### PROBLEM TO SOLVE
Summarize the text on e-commerce UX design in three sentences.

Confusing Navigation
Even if it’s someone’s first time visiting your site (perhaps especially so), the architecture and design of the page should be straightforward and simple to navigate. No one likes getting lost when looking for something specific, and their path to finding something should be smooth and predictable. For example, many sites feature a prominent search option or a chatbot to answer certain questions, helping the user along in the customer journey.

Complicated Checkout
Checkout should be at the top of the priority list for e-commerce websites looking to create a seamless UX. After all, checkout is the user’s final step before converting to a purchase. For this reason, customers need to be able to easily edit cart contents, whether that means changing the size, quantity, or color of a product. They should have a frictionless checkout experience, from entering the shipping address to hitting “Place Order.”

Limited Payment Options
Offering multiple ways to pay is an excellent way to encourage conversions and an often-overlooked accessibility consideration. Ideally, e-commerce companies want to give their customers diverse payment method options, such as PayPal, Apple Pay, and Venmo, to avoid limiting their buyers to people with access to a debit or credit card.

Missing Meta Tags
To be effective, meta tags and alt text must be descriptive, not assumptive. Thoughtful naming conventions not only boost SEO but also improve a website’s accessibility. Keyword-stuffing in meta tags and using file names as alt text are not recommended.

Emerging Trends in E-Commerce UX Design

To ensure the e-commerce customer experience remains fruitful, merchants must stay current by adapting to trends and changes occurring across the industry. Three of these developing trends are:

Increasingly Strict WCAG Standards
Ever-stricter accessibility guidelines mean that today’s website developers prioritize producing content that considers everyone, regardless of cognitive or physical ability. This cultural shift illustrates that more and more websites are paying attention to the overall quality of their content and how it affects user experience.

Website hosts today must consider many accessibility factors — yet another reason free usability checklists are such a valuable tool. Since these standards are constantly being updated, it’s vital that you stay informed on the latest criteria.

Widespread AI Adoption in E-Commerce
From chatbots to content creation, AI’s advanced automation capabilities have allowed businesses in the e-commerce industry to accomplish more in less time. New uses for AI seem to be discovered every day, particularly in sales and retail. Therefore, brands must actively research technologies that will support their bottom line and develop a detailed strategy for integrating them into their tech stack.

Marketing teams, for example, often employ AI-generated smart modules as automation tools for nurturing leads or making product recommendations. These modules show the buyer-related content they may be interested in based on specific actions they take on the site, encouraging additional conversions.

User Behavior Tracking for Lifecycle Optimization
Understanding their unique customer lifecycle in its entirety is a challenge for virtually every marketing and sales team. Optimizing this lifecycle is a matter of determining customer experiences in your industry and then using this information to promote more productive interactions with your brand, both online and in general.


You can access some of this valuable data by strategically tracking the behaviors of people who are already using your site. Modern businesses are leveraging this data to identify at what points in the lifecycle their customers experience friction. Do any of these obstacles stem from subpar UX? By observing the behaviors of your existing customer base, you can capture more value (and ideally more sales) and apply it to future updates of the entire customer lifecycle.

Bottom Line: Always Empathize With the User

When e-commerce companies and digital storefronts don’t empathize with the user, it shows. We’ve all been there: We visit an online store, but it doesn’t work how we want or expect it to. We get frustrated, and we bounce — likely to a direct competitor. Implementing user-centered design is any virtual storefront’s best bet for avoiding that scenario, encouraging a purchase, and, best of all, delighting the customer.

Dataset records

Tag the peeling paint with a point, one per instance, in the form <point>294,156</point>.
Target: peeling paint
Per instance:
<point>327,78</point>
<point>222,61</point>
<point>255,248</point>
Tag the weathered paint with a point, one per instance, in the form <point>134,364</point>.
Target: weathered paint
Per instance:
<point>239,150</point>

### SOLVED EXERCISE
E-commerce sites should offer simple, predictable navigation, a frictionless checkout, multiple payment options, and descriptive meta tags and alt text. Merchants must adapt to three developing trends: increasingly strict WCAG accessibility standards, widespread AI adoption in e-commerce, and user behavior tracking for lifecycle optimization. The bottom line is to always empathize with the user, because user-centered design is a virtual storefront's best bet for encouraging a purchase and delighting the customer.